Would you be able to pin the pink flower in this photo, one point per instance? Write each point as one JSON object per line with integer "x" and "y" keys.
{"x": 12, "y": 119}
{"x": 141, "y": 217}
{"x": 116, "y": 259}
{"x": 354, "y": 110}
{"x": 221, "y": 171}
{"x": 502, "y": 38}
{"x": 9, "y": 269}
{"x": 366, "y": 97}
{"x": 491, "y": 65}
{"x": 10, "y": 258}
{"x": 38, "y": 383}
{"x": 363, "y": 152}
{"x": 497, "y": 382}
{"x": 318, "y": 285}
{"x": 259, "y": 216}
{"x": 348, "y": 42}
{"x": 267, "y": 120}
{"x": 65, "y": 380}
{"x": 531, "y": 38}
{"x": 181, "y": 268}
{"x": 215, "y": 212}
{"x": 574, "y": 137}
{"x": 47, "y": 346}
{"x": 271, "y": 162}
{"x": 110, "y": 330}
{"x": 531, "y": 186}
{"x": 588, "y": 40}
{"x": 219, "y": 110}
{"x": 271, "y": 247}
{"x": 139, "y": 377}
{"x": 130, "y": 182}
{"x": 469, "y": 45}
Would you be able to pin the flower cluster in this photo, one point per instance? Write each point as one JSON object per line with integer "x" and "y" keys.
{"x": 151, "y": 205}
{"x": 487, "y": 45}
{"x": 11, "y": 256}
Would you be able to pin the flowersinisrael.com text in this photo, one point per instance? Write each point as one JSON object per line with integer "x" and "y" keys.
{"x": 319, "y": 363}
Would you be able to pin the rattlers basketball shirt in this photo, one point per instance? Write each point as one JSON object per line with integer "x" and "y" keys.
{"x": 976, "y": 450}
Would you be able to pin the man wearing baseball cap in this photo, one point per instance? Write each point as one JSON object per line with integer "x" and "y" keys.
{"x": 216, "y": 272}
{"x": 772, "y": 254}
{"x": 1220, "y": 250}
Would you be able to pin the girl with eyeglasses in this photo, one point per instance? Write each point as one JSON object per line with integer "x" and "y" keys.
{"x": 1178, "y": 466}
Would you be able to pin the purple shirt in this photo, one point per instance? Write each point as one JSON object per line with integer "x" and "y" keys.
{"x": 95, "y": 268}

- - - - - - -

REQUEST
Each entry above is to be quoted exactly.

TASK RESULT
Would you be able to pin the pink flower in this photo, one point per instance? Write each point as one JSON object per line with integer "x" and "y" keys.
{"x": 12, "y": 119}
{"x": 141, "y": 217}
{"x": 116, "y": 259}
{"x": 354, "y": 110}
{"x": 221, "y": 171}
{"x": 502, "y": 38}
{"x": 9, "y": 269}
{"x": 366, "y": 97}
{"x": 491, "y": 65}
{"x": 10, "y": 258}
{"x": 38, "y": 383}
{"x": 363, "y": 152}
{"x": 497, "y": 382}
{"x": 318, "y": 285}
{"x": 259, "y": 216}
{"x": 348, "y": 42}
{"x": 267, "y": 120}
{"x": 65, "y": 380}
{"x": 531, "y": 38}
{"x": 181, "y": 268}
{"x": 215, "y": 212}
{"x": 574, "y": 137}
{"x": 47, "y": 346}
{"x": 271, "y": 162}
{"x": 110, "y": 330}
{"x": 531, "y": 186}
{"x": 588, "y": 40}
{"x": 219, "y": 110}
{"x": 271, "y": 247}
{"x": 139, "y": 377}
{"x": 130, "y": 182}
{"x": 469, "y": 45}
Would you be able to pin the flower cluster in this photo, one point per instance? Write each point as one JSON object per line with integer "x" and "y" keys.
{"x": 151, "y": 205}
{"x": 487, "y": 45}
{"x": 11, "y": 256}
Would you be able to pin the flowersinisrael.com text in this photo, one point per instance? Write each point as one JSON object per line with integer "x" and "y" keys.
{"x": 319, "y": 363}
Would you be able to pin the rattlers basketball shirt in this photo, one point per instance? Write each point as one JSON object per line with integer "x" and "y" keys.
{"x": 976, "y": 450}
Would you be able to pin the man wearing baseball cap in this photo, one point per instance? Write each point as one JSON object per line with integer "x" and "y" keys.
{"x": 216, "y": 272}
{"x": 772, "y": 254}
{"x": 1220, "y": 250}
Would you be able to pin the girl with eyeglasses in this photo, one point per instance? Write each point as one JSON object per line with integer "x" and "y" keys.
{"x": 1178, "y": 466}
Would you be able to pin the purple shirt in this photo, one point per instance? Write each point as one JSON object per line with integer "x" and "y" keys.
{"x": 95, "y": 268}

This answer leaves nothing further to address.